> **Task details**: In the passage on attenuated mutants, what percentage similarity does the protein encoded by PA4380 share with Pseudomonas fluorescens ColS?
### Excerpt to read ###
Characterization of Selected Attenuated Mutants 
Genomic DNA was recovered from the 12 group 1A isolates.
The transposon insertion site was determined through direct genomic DNA sequencing, using primers located upstream from each transposon inverted repeat (see Materials and Methods).
The sequences obtained were compared to the PAO1 genome sequence database (http://www.pseudomonas.com) [22] followed by comparison with the general sequence database.
The genes identified are shown in Table 1.
Two potential regulatory genes were found.
The first, PA2588, encodes an AraC-type regulatory protein, with 48% similarity to the PAO1 PA0831 gene product, OruR [36].
The second matched PA4380, which encodes a protein with 76% similarity to Pseudomonas fluorescens ColS, a histidine kinase sensor from a two-component regulatory system.
In P. fluorescens ColS has been implicated in root colonization while in Pseudomonas putida it has been reported to be involved in regulating TN4652 transposition and heavy metal resistance [37],[38],[39],[40].
Another gene was identified as PA4554, which encodes the type 4 fimbrial adhesin PilY1 [41].
We recovered two additional mutants with transposon insertion into genes which have functions related to motility.
### Dataset extract ###
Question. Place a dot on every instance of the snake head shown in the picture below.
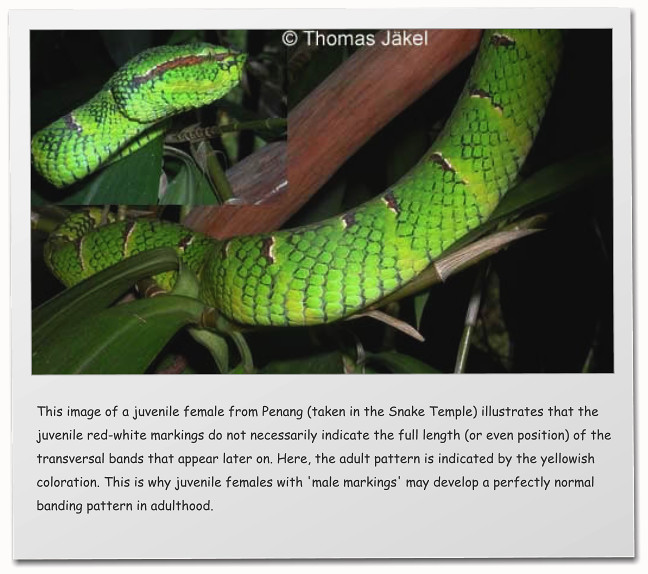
(167, 80)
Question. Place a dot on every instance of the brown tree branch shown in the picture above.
(329, 126)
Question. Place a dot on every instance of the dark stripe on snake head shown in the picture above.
(183, 61)
(267, 249)
(502, 41)
(391, 202)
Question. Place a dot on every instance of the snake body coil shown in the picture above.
(330, 270)
(130, 109)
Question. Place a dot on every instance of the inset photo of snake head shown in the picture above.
(151, 117)
(351, 202)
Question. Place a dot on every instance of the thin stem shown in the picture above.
(196, 133)
(471, 319)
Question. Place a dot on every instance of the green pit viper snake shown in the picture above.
(331, 270)
(131, 109)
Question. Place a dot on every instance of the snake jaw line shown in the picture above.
(132, 108)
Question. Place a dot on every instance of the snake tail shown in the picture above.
(132, 108)
(330, 270)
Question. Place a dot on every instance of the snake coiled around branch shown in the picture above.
(330, 270)
(132, 108)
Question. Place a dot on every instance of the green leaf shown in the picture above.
(420, 301)
(553, 181)
(132, 180)
(400, 363)
(121, 340)
(215, 344)
(189, 186)
(97, 292)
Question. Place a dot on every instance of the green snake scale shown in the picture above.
(131, 109)
(330, 270)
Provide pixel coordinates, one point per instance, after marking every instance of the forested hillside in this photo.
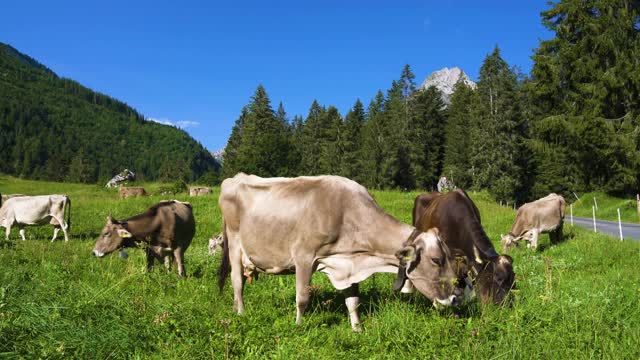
###
> **Answer box**: It shares 76% similarity with ColS.